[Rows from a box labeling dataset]
[start]

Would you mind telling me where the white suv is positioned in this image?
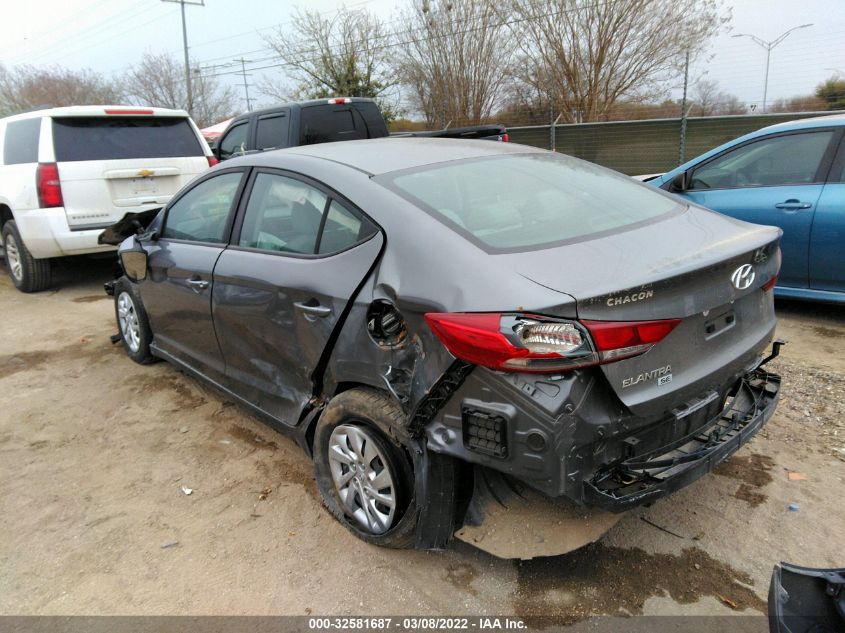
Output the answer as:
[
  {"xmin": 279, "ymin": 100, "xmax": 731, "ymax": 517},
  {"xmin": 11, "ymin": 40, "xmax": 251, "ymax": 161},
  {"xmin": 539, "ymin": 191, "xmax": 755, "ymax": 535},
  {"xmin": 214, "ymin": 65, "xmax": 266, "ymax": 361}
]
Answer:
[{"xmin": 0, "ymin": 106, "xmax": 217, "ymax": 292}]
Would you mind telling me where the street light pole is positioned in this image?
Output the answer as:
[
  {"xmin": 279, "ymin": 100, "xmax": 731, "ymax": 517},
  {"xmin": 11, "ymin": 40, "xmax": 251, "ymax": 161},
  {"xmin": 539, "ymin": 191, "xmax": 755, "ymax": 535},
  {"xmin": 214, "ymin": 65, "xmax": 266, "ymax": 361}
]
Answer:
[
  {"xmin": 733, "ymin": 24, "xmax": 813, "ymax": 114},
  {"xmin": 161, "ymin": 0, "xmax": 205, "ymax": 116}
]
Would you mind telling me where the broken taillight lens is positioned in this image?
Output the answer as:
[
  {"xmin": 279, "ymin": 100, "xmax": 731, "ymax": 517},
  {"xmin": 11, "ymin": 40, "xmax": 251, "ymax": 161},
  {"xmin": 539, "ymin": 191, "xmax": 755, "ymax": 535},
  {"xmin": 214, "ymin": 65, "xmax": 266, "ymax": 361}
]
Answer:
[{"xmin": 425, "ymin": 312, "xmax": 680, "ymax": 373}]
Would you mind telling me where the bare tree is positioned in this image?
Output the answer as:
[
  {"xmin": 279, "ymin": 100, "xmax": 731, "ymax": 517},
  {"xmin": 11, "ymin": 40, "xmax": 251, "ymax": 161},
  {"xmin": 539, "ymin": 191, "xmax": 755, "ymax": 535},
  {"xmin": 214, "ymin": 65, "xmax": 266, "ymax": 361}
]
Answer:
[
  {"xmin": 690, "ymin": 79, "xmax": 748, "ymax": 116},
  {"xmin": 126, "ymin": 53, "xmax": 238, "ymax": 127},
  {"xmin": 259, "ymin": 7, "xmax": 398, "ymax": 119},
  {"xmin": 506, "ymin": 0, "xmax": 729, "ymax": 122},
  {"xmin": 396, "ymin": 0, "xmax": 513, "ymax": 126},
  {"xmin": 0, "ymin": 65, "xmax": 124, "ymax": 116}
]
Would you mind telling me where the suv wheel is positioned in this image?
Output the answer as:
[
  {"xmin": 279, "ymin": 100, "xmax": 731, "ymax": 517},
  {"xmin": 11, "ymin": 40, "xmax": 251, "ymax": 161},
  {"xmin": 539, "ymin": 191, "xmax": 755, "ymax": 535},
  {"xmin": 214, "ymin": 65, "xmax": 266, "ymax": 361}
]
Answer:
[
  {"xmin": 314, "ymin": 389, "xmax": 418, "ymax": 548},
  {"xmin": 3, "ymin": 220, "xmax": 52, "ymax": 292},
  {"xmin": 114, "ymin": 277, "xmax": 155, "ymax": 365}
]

[end]
[start]

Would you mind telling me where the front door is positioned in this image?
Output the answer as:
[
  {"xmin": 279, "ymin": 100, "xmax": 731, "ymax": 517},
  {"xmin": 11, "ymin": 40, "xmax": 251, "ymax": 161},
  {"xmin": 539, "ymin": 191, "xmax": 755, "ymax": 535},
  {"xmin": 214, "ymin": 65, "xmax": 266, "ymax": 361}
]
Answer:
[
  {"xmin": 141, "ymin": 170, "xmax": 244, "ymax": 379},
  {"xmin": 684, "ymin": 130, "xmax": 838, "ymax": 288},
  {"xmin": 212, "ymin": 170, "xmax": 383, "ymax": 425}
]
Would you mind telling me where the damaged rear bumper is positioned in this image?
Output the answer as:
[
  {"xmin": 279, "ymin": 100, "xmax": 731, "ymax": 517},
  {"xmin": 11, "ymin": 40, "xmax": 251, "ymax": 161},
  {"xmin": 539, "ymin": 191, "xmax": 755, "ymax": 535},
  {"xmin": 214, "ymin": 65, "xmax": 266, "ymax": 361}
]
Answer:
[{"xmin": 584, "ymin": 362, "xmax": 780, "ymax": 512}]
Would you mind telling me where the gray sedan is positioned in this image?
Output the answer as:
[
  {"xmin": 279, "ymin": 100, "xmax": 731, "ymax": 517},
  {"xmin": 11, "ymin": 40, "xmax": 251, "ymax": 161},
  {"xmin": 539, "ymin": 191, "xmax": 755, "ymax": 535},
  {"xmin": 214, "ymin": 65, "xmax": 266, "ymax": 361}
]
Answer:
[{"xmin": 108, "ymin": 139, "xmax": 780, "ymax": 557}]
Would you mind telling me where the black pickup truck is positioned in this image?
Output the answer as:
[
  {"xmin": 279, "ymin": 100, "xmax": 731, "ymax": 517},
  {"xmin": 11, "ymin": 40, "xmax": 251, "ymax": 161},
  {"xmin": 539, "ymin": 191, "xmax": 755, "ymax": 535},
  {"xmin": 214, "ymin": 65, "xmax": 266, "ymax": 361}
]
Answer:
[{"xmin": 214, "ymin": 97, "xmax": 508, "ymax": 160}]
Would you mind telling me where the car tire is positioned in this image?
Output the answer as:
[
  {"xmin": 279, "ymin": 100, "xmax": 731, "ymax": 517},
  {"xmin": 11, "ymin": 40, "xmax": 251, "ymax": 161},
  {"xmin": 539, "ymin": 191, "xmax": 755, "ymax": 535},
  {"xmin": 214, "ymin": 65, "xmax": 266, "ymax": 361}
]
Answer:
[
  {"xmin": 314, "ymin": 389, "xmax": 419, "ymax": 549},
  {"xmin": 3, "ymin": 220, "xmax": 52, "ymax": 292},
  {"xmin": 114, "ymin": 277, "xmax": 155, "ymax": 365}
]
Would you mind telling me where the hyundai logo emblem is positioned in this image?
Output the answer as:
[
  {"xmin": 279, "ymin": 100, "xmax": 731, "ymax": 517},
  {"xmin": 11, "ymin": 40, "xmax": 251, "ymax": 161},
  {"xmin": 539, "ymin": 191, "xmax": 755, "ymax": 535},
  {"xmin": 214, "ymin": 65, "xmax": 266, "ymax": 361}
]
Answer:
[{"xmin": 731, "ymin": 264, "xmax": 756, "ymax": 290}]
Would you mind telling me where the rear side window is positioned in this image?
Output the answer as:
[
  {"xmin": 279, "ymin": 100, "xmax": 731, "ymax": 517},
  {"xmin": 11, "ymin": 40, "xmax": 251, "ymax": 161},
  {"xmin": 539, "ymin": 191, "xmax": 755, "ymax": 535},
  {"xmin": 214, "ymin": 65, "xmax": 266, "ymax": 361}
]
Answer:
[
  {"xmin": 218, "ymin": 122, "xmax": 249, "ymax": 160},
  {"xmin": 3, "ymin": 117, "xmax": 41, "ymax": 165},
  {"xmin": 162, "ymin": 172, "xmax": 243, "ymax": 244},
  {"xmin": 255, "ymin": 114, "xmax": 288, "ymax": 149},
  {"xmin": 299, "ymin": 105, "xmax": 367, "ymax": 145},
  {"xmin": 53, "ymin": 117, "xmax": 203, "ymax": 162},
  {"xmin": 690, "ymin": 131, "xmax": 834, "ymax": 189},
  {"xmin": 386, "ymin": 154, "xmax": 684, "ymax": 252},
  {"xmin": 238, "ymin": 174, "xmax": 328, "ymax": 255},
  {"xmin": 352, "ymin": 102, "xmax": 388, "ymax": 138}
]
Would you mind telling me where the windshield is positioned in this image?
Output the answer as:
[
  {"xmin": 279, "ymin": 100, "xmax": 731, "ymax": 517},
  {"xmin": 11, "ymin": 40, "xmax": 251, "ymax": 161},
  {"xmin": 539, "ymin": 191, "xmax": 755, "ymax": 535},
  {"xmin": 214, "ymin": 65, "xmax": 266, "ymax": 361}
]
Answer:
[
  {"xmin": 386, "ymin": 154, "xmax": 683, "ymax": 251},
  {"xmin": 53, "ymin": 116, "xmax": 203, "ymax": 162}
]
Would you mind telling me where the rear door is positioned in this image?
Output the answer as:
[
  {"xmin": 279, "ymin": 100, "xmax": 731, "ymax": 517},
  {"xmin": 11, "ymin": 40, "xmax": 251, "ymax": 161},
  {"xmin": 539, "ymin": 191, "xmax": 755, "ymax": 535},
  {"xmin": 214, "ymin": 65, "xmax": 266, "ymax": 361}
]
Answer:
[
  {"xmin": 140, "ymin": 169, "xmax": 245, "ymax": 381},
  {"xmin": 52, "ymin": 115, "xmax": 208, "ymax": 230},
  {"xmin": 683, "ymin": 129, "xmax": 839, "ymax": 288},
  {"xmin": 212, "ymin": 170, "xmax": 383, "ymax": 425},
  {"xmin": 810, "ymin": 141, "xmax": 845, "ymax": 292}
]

[end]

> Written instruction
Return every line of the material above that contains the word "door".

> Expected answer
Would you mind telling me where the front door is positioned in this image?
Would you mind telling me where the rear door is positioned in this image?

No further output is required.